[DOCUMENT SEGMENT]:
January 15, 2021 – I was in the elevator heading to the parking garage when the elevator stopped and a person got on. We had quite a few floors to go. The other passenger asked me how my week went. I replied, “I think it went okay but I’m glad it’s Friday. How was your week?” He replied, “Glad it’s over.” He paused for a moment and then he said, “Some people are calling January the 13th month of 2020.” I said, ‘Yah, I can see that. A lot of people are stressed.” He nodded. We arrived at his floor. He turned to me and said, “Have a great weekend.” I replied, “You too.” And, with that, he stepped out of the elevator.

[ACTIVITY A]: Output the elevator passage between "January 15, 2021" and "of the elevator.", inclusive, with no changes.
[ACTIVITY B]: Pick up the elevator conversation account after its last sentence and continue it.

[DATASET CONTENT]:
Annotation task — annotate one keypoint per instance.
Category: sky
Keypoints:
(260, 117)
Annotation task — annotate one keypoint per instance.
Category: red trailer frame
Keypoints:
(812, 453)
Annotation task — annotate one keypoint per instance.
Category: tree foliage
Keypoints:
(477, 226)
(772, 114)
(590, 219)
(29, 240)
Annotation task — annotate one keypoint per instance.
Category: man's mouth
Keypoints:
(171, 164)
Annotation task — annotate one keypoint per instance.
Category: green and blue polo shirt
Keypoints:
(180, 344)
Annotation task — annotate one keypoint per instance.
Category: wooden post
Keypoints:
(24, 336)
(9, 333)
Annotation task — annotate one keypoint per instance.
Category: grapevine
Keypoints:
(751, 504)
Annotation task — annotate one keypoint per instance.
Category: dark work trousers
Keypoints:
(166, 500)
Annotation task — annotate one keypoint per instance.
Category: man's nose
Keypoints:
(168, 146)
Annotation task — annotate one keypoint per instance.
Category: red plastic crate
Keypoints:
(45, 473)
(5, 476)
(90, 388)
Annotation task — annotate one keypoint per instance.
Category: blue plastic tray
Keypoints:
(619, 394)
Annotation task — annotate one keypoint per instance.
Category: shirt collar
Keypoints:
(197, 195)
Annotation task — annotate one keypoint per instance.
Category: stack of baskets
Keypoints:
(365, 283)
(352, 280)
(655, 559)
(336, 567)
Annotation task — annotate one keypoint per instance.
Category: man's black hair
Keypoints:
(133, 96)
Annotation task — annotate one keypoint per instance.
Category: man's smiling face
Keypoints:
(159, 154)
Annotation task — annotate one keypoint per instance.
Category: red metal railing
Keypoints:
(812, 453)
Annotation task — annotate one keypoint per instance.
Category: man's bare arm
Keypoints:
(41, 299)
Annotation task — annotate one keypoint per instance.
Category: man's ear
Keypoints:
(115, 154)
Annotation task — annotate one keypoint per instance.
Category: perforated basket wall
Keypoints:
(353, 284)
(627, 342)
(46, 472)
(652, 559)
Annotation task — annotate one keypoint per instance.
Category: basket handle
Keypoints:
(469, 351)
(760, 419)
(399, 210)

[WRITTEN ANSWER A]:
January 15, 2021 – I was in the elevator heading to the parking garage when the elevator stopped and a person got on. We had quite a few floors to go. The other passenger asked me how my week went. I replied, “I think it went okay but I’m glad it’s Friday. How was your week?” He replied, “Glad it’s over.” He paused for a moment and then he said, “Some people are calling January the 13th month of 2020.” I said, ‘Yah, I can see that. A lot of people are stressed.” He nodded. We arrived at his floor. He turned to me and said, “Have a great weekend.” I replied, “You too.” And, with that, he stepped out of the elevator.

[WRITTEN ANSWER B]:
It’s the middle of January but it feels like I’ve lived, and experienced, a whole year in these past two weeks. Everyone I’ve talked to has the same feelings of stress and anxiety. I’m not sure why. We greet every new year as an opportunity to start fresh. We say good-bye to the crap and turn to 2021 with a hope that it’s all behind us. I remember the old adage “New Year – new you” and I’ve always wanted to believe that. But this year it has been different. We couldn’t just leave everything behind us this year. The pandemic, political unrest south of the border (and some here too), family matters, worries about how I’m going to make it to retirement. The list goes on. So that stopped me, and probably a lot of others, from mentally starting a new year as a “new you”.
I greeted the new year with optimism, positivity, and, yes, gratitude. It took a couple of days for the shiny optimism to start to tarnish. By mid-week of the second week. I was in a rut that felt deeper than any rut I had been in in 2020.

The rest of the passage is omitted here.